* [指示内容]
日本シリーズ第5戦を描いた記事の続きを、最後の文の直後から書き進めてください。

* [本文]
接戦の末、38年ぶりの栄冠で幕を閉じた日本シリーズ。その分水嶺となったのが、第5戦8回の攻防だった。一気呵成の逆転劇の背景には、主役たちの不屈の闘志と、指揮官が戦前から蒔いていた種の萌芽があった。
オリックスの陣形が静かに崩れていた。2勝2敗で迎えた日本シリーズの第5戦。プレーボールの30分ほど前、甲子園で配布されたB4の紙1枚を手に取った記者たちがざわめいた。2日後の第6戦で先発するはずのエース山本由伸にベンチ入りを示す「〇」がついていたのである。
この試合は3時間28分の熱戦の末、阪神が逆転勝ちした。オリックスにとっては痛すぎる一敗になったが、山本がマウンドに立つことはなかった。ベンチ入りの意図を問われた中嶋聡監督はぶっきらぼうに言う。
「ダメですか。入れちゃダメですか」
これ以上の質問を拒むような低い声で、話題はそのまま、本拠地の京セラドーム大阪での週末の2試合に移っていった。
リリーフ陣を束ねる投手コーチの厚澤和幸は、山本が第6戦先発で9回1失点完投勝利を挙げた夜、こう明かした。

* [資料]
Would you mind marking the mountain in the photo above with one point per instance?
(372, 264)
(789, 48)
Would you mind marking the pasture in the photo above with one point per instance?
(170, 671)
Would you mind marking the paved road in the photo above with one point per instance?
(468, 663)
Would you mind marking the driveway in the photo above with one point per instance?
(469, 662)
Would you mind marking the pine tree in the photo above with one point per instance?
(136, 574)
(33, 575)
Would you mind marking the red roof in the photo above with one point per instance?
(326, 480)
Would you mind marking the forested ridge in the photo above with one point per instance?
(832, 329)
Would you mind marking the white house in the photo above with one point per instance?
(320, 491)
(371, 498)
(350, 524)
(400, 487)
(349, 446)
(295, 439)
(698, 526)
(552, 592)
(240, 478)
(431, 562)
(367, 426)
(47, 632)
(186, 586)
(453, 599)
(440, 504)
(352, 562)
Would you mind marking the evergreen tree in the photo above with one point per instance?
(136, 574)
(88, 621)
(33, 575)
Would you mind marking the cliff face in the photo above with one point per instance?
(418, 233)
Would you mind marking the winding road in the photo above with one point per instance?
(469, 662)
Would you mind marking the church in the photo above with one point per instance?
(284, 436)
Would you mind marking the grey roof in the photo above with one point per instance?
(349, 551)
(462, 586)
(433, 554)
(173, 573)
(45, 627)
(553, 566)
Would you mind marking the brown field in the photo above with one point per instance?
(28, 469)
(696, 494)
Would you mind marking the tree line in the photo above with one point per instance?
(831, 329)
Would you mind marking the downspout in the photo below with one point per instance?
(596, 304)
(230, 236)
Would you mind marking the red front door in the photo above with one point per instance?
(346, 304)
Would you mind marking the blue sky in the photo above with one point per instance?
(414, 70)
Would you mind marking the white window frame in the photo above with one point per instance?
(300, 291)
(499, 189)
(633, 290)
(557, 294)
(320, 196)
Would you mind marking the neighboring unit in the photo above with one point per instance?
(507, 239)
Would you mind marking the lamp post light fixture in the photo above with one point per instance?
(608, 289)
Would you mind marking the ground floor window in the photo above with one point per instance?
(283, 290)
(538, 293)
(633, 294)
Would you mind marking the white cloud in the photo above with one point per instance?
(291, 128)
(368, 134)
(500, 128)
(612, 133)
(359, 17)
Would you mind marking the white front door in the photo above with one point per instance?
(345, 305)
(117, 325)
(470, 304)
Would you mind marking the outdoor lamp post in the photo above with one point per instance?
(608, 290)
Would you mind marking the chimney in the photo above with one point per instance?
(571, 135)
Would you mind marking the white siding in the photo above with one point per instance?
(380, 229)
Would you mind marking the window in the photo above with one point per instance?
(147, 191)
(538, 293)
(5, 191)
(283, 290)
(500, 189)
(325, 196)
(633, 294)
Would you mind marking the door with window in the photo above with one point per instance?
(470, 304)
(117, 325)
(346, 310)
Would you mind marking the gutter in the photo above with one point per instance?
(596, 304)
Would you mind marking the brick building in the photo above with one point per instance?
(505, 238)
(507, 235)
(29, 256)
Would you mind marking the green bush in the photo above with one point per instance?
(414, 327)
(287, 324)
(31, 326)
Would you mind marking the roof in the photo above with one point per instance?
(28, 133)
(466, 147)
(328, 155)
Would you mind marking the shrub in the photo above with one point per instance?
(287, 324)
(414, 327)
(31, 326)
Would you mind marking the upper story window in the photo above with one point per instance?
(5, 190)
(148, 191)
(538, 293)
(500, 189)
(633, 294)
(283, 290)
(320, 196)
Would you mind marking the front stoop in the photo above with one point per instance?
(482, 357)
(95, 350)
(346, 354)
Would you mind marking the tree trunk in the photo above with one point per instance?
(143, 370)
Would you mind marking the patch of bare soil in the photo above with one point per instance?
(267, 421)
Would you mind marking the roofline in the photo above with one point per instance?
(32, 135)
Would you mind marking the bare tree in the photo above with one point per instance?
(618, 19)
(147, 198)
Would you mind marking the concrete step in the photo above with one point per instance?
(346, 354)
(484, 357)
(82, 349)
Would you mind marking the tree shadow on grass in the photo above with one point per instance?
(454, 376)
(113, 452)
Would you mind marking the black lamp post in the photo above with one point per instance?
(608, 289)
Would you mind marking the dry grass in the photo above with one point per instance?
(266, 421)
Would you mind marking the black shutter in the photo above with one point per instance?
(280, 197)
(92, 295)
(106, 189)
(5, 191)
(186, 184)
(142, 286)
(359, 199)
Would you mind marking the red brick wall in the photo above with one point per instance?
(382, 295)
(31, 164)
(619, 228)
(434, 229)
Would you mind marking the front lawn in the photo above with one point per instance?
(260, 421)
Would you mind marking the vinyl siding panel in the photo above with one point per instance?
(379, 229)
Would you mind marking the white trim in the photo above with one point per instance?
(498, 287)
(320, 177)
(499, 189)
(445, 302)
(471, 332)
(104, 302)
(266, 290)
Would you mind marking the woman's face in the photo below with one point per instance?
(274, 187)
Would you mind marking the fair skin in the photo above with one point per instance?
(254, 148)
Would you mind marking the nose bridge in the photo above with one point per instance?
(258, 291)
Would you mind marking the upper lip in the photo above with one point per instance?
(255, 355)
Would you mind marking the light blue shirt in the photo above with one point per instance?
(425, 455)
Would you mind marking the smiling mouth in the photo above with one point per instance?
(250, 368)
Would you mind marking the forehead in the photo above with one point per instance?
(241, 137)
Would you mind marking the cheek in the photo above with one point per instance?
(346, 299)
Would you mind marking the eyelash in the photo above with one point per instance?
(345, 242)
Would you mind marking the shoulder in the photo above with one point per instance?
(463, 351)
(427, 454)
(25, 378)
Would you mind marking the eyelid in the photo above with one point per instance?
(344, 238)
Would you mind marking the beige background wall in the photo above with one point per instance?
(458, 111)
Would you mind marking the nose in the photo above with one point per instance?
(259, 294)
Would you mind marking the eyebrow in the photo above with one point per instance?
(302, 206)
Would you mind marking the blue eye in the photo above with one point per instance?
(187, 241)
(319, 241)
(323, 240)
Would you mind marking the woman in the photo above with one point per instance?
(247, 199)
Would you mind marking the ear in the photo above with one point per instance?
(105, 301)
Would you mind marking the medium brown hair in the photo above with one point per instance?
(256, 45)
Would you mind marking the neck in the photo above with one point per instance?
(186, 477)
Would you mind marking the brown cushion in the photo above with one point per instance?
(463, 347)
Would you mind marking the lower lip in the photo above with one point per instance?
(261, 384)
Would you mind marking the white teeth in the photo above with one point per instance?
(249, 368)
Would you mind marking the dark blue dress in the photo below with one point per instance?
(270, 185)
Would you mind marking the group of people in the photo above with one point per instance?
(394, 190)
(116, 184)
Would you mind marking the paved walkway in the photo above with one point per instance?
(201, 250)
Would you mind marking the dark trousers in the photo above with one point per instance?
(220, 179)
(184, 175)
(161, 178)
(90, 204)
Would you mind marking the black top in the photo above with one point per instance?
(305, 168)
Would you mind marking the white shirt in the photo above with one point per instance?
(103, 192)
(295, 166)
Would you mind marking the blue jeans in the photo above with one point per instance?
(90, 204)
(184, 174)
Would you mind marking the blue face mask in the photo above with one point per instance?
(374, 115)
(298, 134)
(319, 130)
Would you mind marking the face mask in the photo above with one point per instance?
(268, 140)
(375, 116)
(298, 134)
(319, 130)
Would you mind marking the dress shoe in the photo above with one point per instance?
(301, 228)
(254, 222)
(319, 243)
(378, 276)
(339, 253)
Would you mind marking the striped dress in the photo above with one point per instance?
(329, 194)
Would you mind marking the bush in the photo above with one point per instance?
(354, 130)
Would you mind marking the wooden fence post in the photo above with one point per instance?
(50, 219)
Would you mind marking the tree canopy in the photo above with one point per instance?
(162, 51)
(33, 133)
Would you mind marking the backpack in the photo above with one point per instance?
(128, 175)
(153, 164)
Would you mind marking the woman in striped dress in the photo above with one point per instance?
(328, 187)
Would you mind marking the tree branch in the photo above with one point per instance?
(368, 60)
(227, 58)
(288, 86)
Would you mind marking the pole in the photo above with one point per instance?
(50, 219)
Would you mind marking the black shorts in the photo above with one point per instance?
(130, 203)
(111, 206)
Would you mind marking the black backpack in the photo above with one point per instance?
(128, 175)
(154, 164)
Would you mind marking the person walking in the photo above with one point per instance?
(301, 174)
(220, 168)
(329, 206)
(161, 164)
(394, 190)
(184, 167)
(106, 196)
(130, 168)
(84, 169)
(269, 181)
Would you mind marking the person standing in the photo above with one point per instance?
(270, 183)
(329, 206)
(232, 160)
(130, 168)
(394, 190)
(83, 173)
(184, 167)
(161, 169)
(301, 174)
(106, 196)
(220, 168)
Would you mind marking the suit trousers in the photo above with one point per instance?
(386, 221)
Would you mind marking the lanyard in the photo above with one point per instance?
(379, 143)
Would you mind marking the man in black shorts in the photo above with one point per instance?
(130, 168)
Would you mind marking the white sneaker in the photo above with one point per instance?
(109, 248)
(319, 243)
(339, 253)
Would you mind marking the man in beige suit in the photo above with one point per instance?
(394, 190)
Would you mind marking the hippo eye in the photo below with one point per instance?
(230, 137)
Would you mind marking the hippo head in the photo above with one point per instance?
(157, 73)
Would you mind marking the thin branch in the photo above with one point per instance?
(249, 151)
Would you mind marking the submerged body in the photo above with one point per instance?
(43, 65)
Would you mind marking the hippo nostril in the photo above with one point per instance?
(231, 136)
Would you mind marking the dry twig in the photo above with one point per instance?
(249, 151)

* [回答]
「おととい(第5戦)の時点で、先発が5回で降りた場合、リリーフが1枚足りなかった。禁じ手かもしれないけど、次の試合を見て、という余裕がなかった。由伸に、そういう話をしたら非常に前向きに『どこでもいきます』と応えてくれました」
第5戦の試合前、オリックスはさまざまなケースを想定していた。先発の田嶋大樹は10月19日のクライマックスシリーズ(CS)のロッテ戦で先発し、5回まで好投したが、6回に突然、乱れて3点を失っている。そういう経緯も「由伸ベンチ入り」に繋がった。
首脳陣は水面下で動いていた。
山本が救援登板すれば'18年以来、5年ぶりになる。その場合、先発陣の出番が変わるため、宮城大弥には事前に伝えた。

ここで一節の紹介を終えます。